_Set exercise 1_
Rewrite the stretch of the author list from "Co-Authors: R.A. Fallows" through "Physics, Aberystwyth University).", putting "Contributors" in place of "Co-Authors".

Author: Mario M. Bisi

Institute of Mathematics and Physics, Aberystwyth University

Co-Authors: R.A. Fallows (Institute of Mathematics and Physics, Aberystwyth University), A.R. Breen (Institute of Mathematics and Physics, Aberystwyth University), E.A. Jensen (ACS Consulting, Houston), J.M. Clover (Center for Astrophysics and Space Sciences, University of California, San Diego), P.K. Manoharan (Radio Astronomy Centre, National Centre for Radio Astrophysics, Tata Institute of Fundamental Research, Ooty), B.V. Jackson (Center for Astrophysics and Space Sciences, University of California, San Diego), P.P. Hick (Center for Astrophysics and Space Sciences/San Diego Supercomputer Center, University of California, San Diego), J.A. Davies (STFC Rutherford Appleton Laboratory), M.J. Owens (Space Environment Physics Group, Department of Meteorology, University of Reading), and S. Hardwick (Institute of Mathematics and Physics, Aberystwyth University).

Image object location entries
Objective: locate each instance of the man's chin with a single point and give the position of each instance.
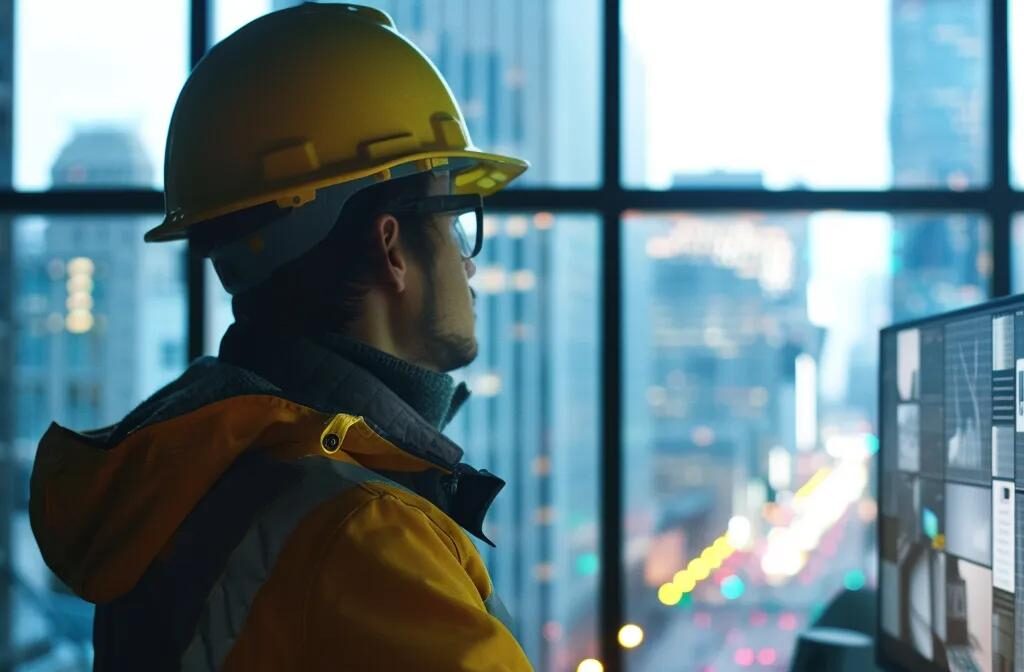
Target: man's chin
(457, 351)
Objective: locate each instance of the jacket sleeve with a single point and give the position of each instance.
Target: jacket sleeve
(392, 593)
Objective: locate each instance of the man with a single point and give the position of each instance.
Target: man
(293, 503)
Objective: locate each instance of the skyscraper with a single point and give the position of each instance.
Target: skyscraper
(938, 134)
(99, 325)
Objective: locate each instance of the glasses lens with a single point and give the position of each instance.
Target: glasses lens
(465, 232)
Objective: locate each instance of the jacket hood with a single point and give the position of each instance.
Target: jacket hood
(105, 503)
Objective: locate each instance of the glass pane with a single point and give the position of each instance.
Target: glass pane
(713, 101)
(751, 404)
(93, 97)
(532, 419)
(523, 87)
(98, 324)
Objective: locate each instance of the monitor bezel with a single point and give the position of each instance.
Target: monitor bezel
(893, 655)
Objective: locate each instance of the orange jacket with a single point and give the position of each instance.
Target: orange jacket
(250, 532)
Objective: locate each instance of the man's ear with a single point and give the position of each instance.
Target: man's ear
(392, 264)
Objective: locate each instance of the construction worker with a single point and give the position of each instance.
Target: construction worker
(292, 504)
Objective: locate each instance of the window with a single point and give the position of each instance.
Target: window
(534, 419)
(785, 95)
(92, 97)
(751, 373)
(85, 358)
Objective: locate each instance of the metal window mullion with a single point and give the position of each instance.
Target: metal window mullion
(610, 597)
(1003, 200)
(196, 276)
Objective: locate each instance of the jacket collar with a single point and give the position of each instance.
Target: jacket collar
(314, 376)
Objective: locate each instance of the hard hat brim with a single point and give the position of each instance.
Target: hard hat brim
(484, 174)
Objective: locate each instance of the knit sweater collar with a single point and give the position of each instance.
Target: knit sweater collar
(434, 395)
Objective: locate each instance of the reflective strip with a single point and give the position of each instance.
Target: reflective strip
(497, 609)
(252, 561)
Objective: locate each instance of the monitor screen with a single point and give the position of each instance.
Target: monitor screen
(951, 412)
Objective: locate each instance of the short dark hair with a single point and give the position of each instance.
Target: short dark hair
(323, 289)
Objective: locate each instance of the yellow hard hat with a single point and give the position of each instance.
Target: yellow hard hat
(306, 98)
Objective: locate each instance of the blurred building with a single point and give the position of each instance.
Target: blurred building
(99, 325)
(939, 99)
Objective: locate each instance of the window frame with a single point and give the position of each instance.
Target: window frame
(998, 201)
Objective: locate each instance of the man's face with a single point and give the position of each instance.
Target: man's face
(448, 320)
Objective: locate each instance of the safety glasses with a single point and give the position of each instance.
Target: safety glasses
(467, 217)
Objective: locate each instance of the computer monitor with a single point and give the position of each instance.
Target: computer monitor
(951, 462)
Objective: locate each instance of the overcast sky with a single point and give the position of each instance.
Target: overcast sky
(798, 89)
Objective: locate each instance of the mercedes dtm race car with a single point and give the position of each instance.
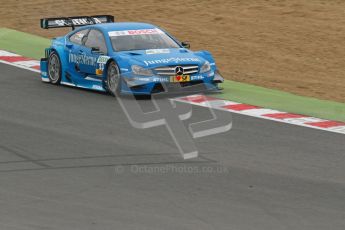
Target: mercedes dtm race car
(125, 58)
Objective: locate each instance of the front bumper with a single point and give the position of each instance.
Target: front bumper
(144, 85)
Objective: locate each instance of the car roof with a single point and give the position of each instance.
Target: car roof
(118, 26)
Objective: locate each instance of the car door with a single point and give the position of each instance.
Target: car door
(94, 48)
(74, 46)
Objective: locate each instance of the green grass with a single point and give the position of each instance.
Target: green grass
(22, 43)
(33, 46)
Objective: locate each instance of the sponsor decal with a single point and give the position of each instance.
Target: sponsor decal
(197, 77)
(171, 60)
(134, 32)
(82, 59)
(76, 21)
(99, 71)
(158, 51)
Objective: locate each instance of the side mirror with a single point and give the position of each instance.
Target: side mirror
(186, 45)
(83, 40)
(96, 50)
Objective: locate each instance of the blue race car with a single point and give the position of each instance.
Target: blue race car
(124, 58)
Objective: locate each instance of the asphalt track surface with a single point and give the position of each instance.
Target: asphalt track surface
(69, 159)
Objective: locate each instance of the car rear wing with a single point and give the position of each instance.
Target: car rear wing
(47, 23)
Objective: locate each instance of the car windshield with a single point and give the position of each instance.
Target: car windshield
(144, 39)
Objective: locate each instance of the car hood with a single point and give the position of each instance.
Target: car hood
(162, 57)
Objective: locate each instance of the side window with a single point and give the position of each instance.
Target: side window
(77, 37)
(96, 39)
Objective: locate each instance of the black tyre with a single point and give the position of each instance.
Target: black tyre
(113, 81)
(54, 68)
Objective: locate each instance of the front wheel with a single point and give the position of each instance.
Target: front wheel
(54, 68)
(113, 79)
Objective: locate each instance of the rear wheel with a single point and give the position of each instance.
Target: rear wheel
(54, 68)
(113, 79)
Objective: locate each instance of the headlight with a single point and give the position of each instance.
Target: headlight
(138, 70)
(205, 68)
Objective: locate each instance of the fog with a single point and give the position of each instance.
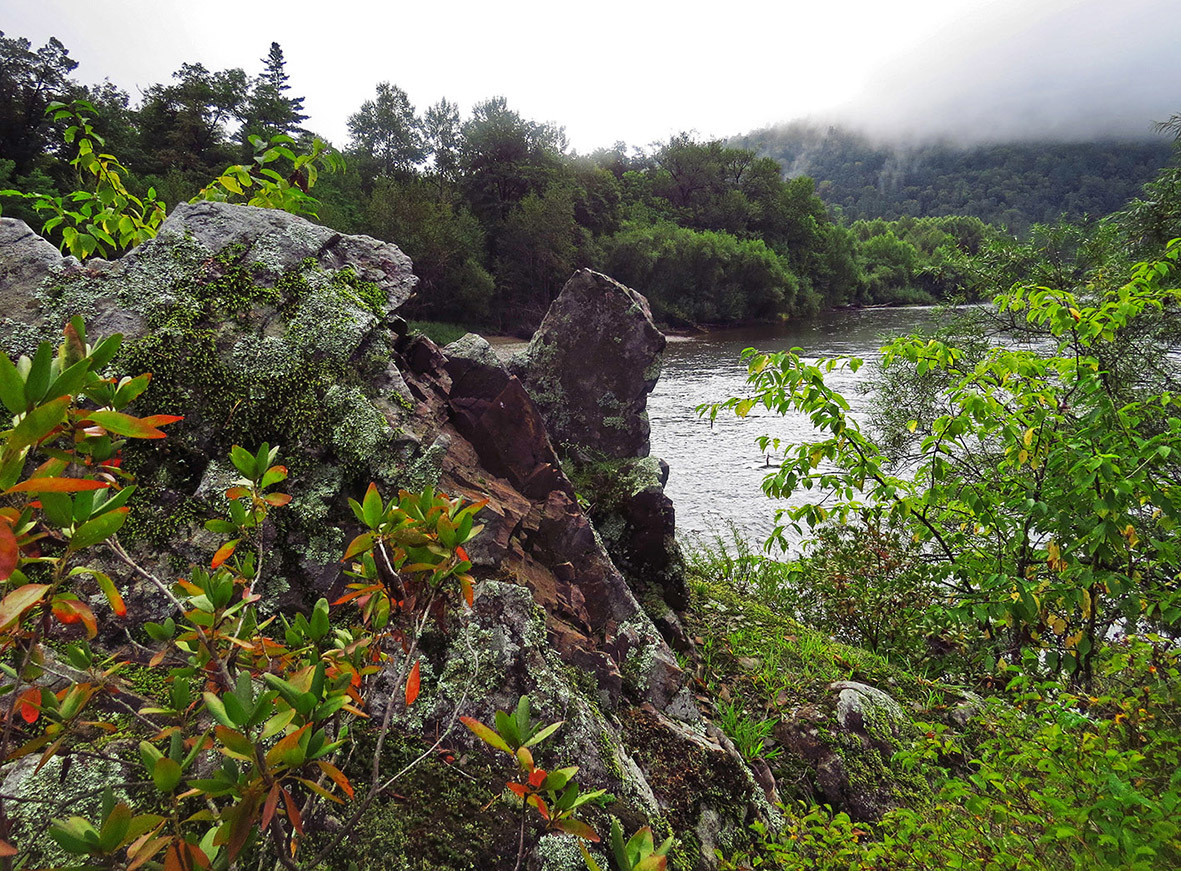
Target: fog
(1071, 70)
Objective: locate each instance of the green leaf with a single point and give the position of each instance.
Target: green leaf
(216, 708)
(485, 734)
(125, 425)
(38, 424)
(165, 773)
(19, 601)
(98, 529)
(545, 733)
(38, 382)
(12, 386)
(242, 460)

_Set exercise 2_
Locate every line of the records that contains the string "brim" and copy each one, treating case as significant.

_Written solution 1_
Contributors: R.A. Fallows (Institute of Mathematics and Physics, Aberystwyth University), A.R. Breen (Institute of Mathematics and Physics, Aberystwyth University), E.A. Jensen (ACS Consulting, Houston), J.M. Clover (Center for Astrophysics and Space Sciences, University of California, San Diego), P.K. Manoharan (Radio Astronomy Centre, National Centre for Radio Astrophysics, Tata Institute of Fundamental Research, Ooty), B.V. Jackson (Center for Astrophysics and Space Sciences, University of California, San Diego), P.P. Hick (Center for Astrophysics and Space Sciences/San Diego Supercomputer Center, University of California, San Diego), J.A. Davies (STFC Rutherford Appleton Laboratory), M.J. Owens (Space Environment Physics Group, Department of Meteorology, University of Reading), and S. Hardwick (Institute of Mathematics and Physics, Aberystwyth University).

_Written solution 2_
Objective: locate each instance of the hard hat brim with a single point and give the position of each instance.
Target: hard hat brim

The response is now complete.